[Collected data]

------------

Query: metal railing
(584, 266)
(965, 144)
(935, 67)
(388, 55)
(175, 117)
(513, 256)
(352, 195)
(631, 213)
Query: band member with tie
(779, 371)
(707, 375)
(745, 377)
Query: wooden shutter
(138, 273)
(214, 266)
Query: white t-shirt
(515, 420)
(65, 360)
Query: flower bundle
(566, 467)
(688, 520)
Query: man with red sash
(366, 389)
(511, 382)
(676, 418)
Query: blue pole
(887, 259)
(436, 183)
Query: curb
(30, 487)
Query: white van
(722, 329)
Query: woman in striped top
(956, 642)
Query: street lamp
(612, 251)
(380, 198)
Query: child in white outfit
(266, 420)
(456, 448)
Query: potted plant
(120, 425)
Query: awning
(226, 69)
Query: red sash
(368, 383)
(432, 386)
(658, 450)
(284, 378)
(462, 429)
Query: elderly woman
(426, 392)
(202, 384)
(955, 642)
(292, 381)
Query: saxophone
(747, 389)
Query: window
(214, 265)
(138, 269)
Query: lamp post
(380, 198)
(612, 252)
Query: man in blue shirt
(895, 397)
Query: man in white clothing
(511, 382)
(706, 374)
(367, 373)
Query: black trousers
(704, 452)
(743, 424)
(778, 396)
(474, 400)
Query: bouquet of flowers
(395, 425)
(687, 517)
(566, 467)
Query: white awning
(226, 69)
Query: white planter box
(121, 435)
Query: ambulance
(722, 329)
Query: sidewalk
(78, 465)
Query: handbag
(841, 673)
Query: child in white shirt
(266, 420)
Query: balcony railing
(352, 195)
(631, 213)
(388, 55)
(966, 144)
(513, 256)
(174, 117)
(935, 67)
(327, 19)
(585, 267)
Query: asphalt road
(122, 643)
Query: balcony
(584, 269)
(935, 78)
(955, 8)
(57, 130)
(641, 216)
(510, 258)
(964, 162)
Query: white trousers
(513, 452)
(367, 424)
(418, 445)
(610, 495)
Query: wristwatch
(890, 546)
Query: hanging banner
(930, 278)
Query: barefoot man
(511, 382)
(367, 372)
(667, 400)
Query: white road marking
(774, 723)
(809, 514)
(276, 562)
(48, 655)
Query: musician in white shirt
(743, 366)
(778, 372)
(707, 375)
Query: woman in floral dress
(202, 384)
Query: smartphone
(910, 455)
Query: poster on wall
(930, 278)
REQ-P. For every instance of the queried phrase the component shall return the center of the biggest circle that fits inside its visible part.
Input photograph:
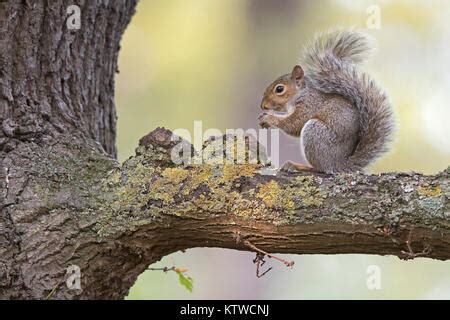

------------

Keep every word of the records and none of the pictures when you print them again.

▶ [Answer to this task]:
Query: metal railing
(584, 266)
(965, 144)
(935, 67)
(388, 55)
(175, 117)
(513, 256)
(352, 195)
(631, 213)
Query: band member with tie
(779, 371)
(707, 375)
(745, 377)
Query: wooden shutter
(138, 273)
(214, 266)
Query: white t-shirt
(515, 420)
(65, 360)
Query: flower bundle
(566, 467)
(688, 520)
Query: man with red sash
(366, 389)
(511, 382)
(676, 418)
Query: blue pole
(887, 259)
(436, 183)
Query: curb
(30, 487)
Query: white van
(722, 329)
Query: woman in striped top
(956, 642)
Query: street lamp
(612, 251)
(380, 198)
Query: child in white outfit
(266, 420)
(456, 448)
Query: potted plant
(120, 425)
Query: awning
(226, 69)
Query: red sash
(368, 383)
(432, 386)
(658, 450)
(284, 378)
(462, 429)
Query: elderly woman
(426, 392)
(202, 384)
(955, 642)
(292, 381)
Query: saxophone
(747, 389)
Query: window
(214, 265)
(138, 269)
Query: lamp post
(380, 198)
(612, 252)
Query: man in blue shirt
(895, 397)
Query: man in white clothing
(511, 382)
(706, 374)
(367, 373)
Query: black trousers
(704, 452)
(743, 424)
(778, 396)
(474, 400)
Query: bouquet of flowers
(395, 425)
(687, 517)
(566, 467)
Query: white awning
(226, 69)
Query: white planter box
(121, 435)
Query: ambulance
(722, 329)
Query: sidewalk
(78, 465)
Query: handbag
(841, 673)
Query: child in white shirt
(266, 420)
Query: balcony railing
(352, 195)
(631, 213)
(388, 55)
(966, 144)
(513, 256)
(174, 117)
(935, 67)
(327, 19)
(585, 267)
Query: asphalt road
(122, 643)
Query: balcony
(584, 269)
(935, 78)
(955, 8)
(57, 130)
(641, 216)
(510, 258)
(964, 162)
Query: white trousers
(513, 452)
(367, 424)
(418, 445)
(610, 495)
Query: wristwatch
(890, 546)
Query: hanging banner
(930, 278)
Query: barefoot man
(511, 382)
(367, 372)
(667, 400)
Query: white road marking
(774, 723)
(809, 514)
(276, 562)
(48, 655)
Query: musician in white shirt
(743, 366)
(778, 372)
(707, 375)
Query: woman in floral dress
(202, 384)
Query: smartphone
(910, 455)
Query: poster on wall
(930, 278)
REQ-P. For every instance of the queried phrase the component shall return the center of the biggest circle that fits inside its visible part.
Input photograph:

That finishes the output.